Task details – In the entries below, find each line with the string "shorts" and copy it.

Task material –
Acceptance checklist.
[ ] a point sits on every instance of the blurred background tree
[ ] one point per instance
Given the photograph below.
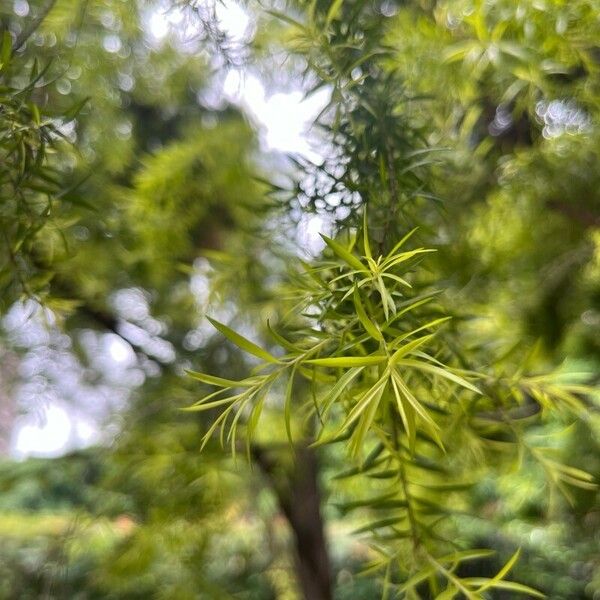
(120, 180)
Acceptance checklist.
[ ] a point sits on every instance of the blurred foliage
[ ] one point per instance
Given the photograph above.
(130, 206)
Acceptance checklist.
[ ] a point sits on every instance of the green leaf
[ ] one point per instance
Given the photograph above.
(333, 11)
(342, 383)
(219, 381)
(242, 342)
(347, 361)
(369, 326)
(422, 366)
(287, 410)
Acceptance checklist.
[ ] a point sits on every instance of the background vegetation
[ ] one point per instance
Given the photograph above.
(136, 200)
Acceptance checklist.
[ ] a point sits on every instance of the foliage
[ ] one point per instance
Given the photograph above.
(437, 357)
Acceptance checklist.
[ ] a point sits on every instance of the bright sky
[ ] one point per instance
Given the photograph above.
(283, 120)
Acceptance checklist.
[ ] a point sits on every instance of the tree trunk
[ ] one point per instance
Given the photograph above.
(299, 498)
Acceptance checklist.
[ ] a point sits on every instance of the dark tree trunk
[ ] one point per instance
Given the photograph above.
(297, 490)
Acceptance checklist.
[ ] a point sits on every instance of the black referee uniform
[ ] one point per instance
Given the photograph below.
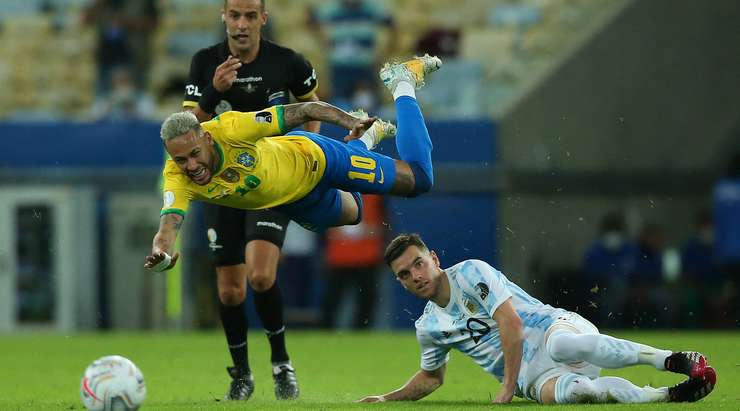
(267, 81)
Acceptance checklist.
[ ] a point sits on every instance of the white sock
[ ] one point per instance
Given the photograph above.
(602, 350)
(574, 388)
(404, 88)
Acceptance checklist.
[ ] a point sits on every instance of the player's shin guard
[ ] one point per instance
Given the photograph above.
(413, 143)
(601, 350)
(574, 388)
(234, 320)
(269, 305)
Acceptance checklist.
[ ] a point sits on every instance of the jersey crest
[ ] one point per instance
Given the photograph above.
(263, 117)
(230, 175)
(482, 290)
(246, 159)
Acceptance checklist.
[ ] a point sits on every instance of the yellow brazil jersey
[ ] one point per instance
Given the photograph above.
(254, 172)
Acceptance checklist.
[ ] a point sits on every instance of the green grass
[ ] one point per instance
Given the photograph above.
(41, 371)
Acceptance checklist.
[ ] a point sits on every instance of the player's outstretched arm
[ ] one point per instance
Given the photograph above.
(164, 240)
(296, 114)
(419, 386)
(512, 338)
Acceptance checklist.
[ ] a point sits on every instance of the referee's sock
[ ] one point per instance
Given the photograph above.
(413, 143)
(234, 320)
(269, 306)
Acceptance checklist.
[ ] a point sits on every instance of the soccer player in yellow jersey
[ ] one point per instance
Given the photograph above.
(246, 160)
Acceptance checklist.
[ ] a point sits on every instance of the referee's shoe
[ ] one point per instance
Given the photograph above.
(286, 384)
(242, 384)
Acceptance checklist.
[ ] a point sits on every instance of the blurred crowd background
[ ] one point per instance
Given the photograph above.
(589, 149)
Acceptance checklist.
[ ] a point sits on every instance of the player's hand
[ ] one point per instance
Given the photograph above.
(372, 398)
(225, 74)
(157, 260)
(359, 128)
(504, 396)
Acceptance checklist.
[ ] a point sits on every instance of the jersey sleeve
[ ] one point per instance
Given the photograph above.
(433, 355)
(238, 128)
(485, 284)
(176, 197)
(303, 81)
(196, 81)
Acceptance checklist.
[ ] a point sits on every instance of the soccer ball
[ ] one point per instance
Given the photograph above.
(112, 383)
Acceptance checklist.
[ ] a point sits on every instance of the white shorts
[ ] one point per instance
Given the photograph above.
(543, 368)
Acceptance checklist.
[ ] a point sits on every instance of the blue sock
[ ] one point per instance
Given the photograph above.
(413, 143)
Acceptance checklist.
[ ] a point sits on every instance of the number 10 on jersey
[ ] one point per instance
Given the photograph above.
(362, 163)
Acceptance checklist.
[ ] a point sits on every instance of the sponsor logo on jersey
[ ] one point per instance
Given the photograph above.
(263, 117)
(169, 199)
(250, 79)
(249, 88)
(246, 159)
(482, 290)
(212, 238)
(230, 175)
(269, 224)
(277, 97)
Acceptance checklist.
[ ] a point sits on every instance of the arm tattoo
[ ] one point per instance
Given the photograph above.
(299, 113)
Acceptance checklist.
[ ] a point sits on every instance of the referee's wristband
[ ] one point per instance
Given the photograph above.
(209, 99)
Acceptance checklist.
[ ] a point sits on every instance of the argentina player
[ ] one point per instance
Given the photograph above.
(536, 351)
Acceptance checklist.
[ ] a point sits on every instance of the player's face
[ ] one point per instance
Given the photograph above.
(418, 271)
(244, 20)
(195, 155)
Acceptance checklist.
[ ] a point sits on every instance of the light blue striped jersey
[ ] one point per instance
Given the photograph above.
(466, 323)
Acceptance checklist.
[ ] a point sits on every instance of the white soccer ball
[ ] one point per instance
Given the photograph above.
(112, 383)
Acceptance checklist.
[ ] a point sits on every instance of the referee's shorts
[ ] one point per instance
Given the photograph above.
(230, 229)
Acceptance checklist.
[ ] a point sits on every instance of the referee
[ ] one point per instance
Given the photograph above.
(248, 73)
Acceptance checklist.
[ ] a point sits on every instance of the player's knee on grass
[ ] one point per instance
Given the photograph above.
(547, 392)
(577, 389)
(562, 347)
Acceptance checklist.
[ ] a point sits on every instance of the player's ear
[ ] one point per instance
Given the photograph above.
(434, 257)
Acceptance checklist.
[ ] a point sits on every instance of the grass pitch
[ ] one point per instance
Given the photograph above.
(41, 371)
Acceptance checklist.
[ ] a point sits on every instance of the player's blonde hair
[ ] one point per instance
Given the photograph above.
(178, 124)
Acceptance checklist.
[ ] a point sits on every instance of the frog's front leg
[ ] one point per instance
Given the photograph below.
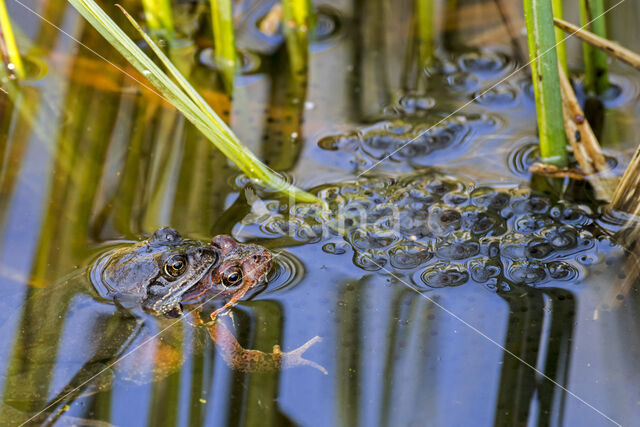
(244, 360)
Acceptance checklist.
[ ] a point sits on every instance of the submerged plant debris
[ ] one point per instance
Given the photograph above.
(442, 284)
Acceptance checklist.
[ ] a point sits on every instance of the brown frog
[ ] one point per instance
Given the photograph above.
(166, 272)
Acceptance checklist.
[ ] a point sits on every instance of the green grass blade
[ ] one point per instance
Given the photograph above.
(546, 81)
(186, 100)
(225, 53)
(561, 48)
(10, 41)
(159, 15)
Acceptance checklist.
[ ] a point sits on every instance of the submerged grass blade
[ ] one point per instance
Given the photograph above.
(596, 68)
(186, 99)
(225, 53)
(10, 42)
(546, 83)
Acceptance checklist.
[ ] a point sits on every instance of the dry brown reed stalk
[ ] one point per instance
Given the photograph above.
(607, 46)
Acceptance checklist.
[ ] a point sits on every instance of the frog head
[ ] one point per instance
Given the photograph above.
(158, 272)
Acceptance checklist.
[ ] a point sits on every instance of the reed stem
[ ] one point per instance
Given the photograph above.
(298, 21)
(225, 53)
(13, 54)
(610, 48)
(595, 62)
(159, 15)
(546, 82)
(561, 47)
(424, 10)
(298, 15)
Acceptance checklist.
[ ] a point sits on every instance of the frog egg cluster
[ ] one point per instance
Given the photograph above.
(469, 71)
(403, 141)
(444, 233)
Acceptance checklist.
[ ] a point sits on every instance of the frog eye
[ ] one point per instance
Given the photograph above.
(232, 277)
(175, 266)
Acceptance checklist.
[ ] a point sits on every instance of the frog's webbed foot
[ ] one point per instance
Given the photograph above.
(245, 360)
(294, 358)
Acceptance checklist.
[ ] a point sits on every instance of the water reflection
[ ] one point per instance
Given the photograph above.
(87, 156)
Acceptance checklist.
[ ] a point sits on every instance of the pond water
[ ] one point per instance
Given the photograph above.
(449, 285)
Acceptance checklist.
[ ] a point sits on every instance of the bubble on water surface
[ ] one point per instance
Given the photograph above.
(408, 142)
(443, 275)
(443, 231)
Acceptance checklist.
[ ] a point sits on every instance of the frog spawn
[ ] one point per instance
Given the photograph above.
(388, 139)
(443, 233)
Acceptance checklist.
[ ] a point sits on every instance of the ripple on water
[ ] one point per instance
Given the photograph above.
(287, 272)
(408, 142)
(500, 97)
(444, 232)
(523, 156)
(250, 62)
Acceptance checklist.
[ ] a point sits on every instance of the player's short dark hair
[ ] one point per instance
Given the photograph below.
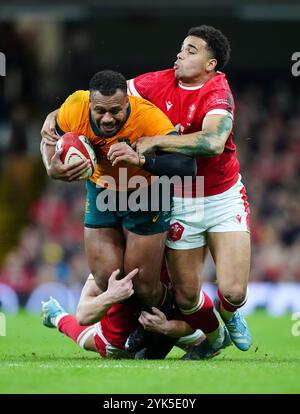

Written answer –
[ ] a point sits on every instance of the white shorts
[ ] a point sits on every instance of the referee's shorts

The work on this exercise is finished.